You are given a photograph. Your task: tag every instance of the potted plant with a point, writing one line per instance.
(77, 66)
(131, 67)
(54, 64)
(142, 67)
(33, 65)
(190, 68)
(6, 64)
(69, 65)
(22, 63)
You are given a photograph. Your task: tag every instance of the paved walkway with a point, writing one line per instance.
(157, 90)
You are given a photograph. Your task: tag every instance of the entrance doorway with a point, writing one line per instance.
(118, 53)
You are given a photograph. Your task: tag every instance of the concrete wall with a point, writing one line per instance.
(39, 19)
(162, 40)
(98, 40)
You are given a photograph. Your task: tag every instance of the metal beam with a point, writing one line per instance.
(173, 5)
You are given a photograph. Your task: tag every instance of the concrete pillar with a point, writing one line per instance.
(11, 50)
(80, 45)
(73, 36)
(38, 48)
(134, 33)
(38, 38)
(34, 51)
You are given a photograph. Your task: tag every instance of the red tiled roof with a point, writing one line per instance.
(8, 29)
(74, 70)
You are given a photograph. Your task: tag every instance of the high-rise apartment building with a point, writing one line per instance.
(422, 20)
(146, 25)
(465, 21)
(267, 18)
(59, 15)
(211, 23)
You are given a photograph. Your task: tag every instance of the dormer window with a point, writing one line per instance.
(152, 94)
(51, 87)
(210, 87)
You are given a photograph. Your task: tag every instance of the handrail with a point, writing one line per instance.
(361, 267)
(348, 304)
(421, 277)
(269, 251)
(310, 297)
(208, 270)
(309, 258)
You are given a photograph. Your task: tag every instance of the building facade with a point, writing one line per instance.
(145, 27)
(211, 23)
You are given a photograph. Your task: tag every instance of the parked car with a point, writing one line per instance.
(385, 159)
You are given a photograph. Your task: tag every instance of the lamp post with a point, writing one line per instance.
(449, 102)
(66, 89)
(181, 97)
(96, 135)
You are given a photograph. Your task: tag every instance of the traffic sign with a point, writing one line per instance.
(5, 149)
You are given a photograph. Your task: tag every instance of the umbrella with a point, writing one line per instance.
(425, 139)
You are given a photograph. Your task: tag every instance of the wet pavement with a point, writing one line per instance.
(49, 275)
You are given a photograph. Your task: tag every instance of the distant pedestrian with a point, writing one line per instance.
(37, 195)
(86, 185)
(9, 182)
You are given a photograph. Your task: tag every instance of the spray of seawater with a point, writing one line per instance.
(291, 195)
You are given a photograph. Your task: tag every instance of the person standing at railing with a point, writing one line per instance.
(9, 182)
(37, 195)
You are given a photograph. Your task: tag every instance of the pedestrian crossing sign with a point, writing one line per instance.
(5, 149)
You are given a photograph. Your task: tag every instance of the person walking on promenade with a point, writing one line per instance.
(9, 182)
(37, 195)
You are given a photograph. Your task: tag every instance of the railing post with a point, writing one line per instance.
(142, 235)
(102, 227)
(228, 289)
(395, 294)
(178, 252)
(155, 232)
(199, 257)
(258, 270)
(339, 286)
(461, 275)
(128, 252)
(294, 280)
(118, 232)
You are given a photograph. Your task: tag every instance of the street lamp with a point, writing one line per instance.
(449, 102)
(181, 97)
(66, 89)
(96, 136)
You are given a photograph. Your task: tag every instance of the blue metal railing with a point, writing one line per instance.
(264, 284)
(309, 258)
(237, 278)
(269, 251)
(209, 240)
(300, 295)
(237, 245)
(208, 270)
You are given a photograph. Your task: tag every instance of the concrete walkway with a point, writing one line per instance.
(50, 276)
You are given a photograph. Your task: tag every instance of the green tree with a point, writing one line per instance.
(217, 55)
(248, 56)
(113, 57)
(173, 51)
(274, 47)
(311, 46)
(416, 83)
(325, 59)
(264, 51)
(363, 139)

WHAT YOU ARE ASKED TO DO
Put all of the data above into a JSON array of strings, one string per line, leaving out any blank lines.

EXERCISE RESULT
[
  "You are given a photograph. Your task: tag every instance of the potted plant with a point, writing one line per instance.",
  "(77, 66)",
  "(131, 67)",
  "(54, 64)",
  "(142, 67)",
  "(33, 65)",
  "(190, 68)",
  "(6, 64)",
  "(69, 65)",
  "(22, 63)",
  "You are given a photograph. Your task: tag every instance of the paved walkway with a point, writing one line per instance.",
  "(157, 90)",
  "You are given a photograph. Your task: tag every instance of the entrance doorway with a point, writing one line per instance.",
  "(118, 53)",
  "You are given a photograph. Your task: tag every instance of the concrete wall with a point, writing one line per instance.",
  "(39, 19)",
  "(162, 40)",
  "(98, 40)",
  "You are given a photograph. Your task: tag every instance of the metal beam with a point, writing one line per instance.",
  "(173, 5)",
  "You are given a photograph. Your task: tag every instance of the concrete pillar with a point, writing one line per instance.",
  "(11, 50)",
  "(80, 45)",
  "(73, 36)",
  "(38, 48)",
  "(134, 33)",
  "(38, 38)",
  "(34, 51)",
  "You are given a photograph. Your task: tag every instance of the red tiled roof with a point, writing one line per instance.",
  "(8, 29)",
  "(74, 70)",
  "You are given a photograph. Your task: tag every instance of the high-rise apartment building with a point, writing one line per instance.",
  "(422, 20)",
  "(146, 25)",
  "(465, 21)",
  "(267, 18)",
  "(59, 15)",
  "(211, 23)",
  "You are given a photograph. Your task: tag every instance of the dormer window with a point, writing one line per instance.",
  "(152, 94)",
  "(51, 87)",
  "(210, 87)",
  "You are given a photograph. Your task: tag every instance of the handrail with a point, writing one line per instance.",
  "(361, 267)",
  "(348, 304)",
  "(421, 277)",
  "(269, 251)",
  "(310, 297)",
  "(208, 270)",
  "(309, 258)",
  "You are given a photograph. Your task: tag every instance of the building facade with a point, writing one line per instance.",
  "(145, 27)",
  "(211, 23)",
  "You are given a photograph. Your task: tag every instance of the parked car with a point, writing one line per instance.",
  "(385, 159)",
  "You are given a photograph. Your task: tag every instance of the lamp post with a point, writing one line per instance.",
  "(449, 102)",
  "(66, 89)",
  "(181, 97)",
  "(96, 135)",
  "You are given a photograph. Your task: tag every instance of the traffic sign with a point, writing one line per instance.",
  "(5, 149)",
  "You are given a photograph. Your task: tag every instance of the umbrella with a point, writing one line per instance.",
  "(425, 139)",
  "You are given a photograph. Your task: tag every instance of the wet pavement with a point, writing one line per instance.",
  "(49, 275)",
  "You are given a photograph. Your task: tag every instance of the distant pedestrian with a point, writing one line per instance.",
  "(37, 195)",
  "(86, 185)",
  "(9, 182)",
  "You are given a photograph. Your task: tag every instance of the spray of seawater with a point, writing one line per instance.",
  "(291, 195)",
  "You are given a photograph. Your task: tag every instance of the person standing at railing with a point, writing one line per instance.",
  "(9, 182)",
  "(37, 195)",
  "You are given a photograph. Your task: tag every instance of the pedestrian crossing sign with a point, writing one line per instance.",
  "(5, 149)",
  "You are given a photograph. Your task: tag every instance of the person walking on promenade with a point, writing one line per instance.",
  "(9, 182)",
  "(37, 195)",
  "You are given a photograph. Your task: tag every instance of the railing post with a point, writing one line per instance.",
  "(142, 235)",
  "(102, 227)",
  "(228, 289)",
  "(395, 294)",
  "(178, 252)",
  "(155, 232)",
  "(199, 257)",
  "(258, 270)",
  "(339, 286)",
  "(461, 275)",
  "(128, 252)",
  "(294, 280)",
  "(118, 232)",
  "You are given a photograph. Your task: tag every instance of the street lamp with a point, writing one line per instance.",
  "(449, 102)",
  "(181, 97)",
  "(66, 89)",
  "(96, 136)",
  "You are given a photograph. Your task: tag every instance of the blue metal railing with a point, writing one line per instance.",
  "(264, 284)",
  "(309, 258)",
  "(237, 278)",
  "(269, 251)",
  "(209, 240)",
  "(300, 295)",
  "(237, 245)",
  "(208, 270)",
  "You are given a photograph. Your task: tag every instance of the concrete walkway with a point, writing one line per instance.",
  "(50, 276)",
  "You are given a photograph. Your task: tag every instance of the green tree with a point, writing one line per instance.",
  "(217, 55)",
  "(248, 56)",
  "(113, 57)",
  "(173, 51)",
  "(274, 47)",
  "(311, 46)",
  "(416, 83)",
  "(325, 59)",
  "(264, 51)",
  "(363, 139)"
]